■ Task description
Locate each line in the data below that contains the word "tree", and copy those lines. Matches are case-sensitive.
+ + + +
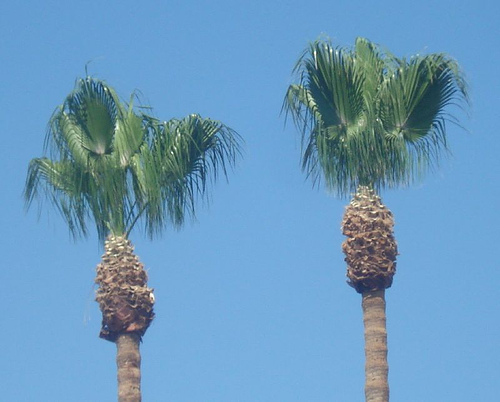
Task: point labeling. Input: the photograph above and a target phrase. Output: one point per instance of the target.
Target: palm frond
(369, 118)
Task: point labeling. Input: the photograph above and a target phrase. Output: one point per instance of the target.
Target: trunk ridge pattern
(370, 248)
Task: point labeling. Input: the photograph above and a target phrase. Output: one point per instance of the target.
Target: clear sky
(252, 303)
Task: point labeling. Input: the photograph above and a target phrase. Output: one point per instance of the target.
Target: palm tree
(112, 165)
(371, 121)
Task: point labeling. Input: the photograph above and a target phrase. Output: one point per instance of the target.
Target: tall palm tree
(112, 165)
(370, 121)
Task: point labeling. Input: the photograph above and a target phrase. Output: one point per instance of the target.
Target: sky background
+ + + +
■ Solution
Target: palm tree
Target: tall palm tree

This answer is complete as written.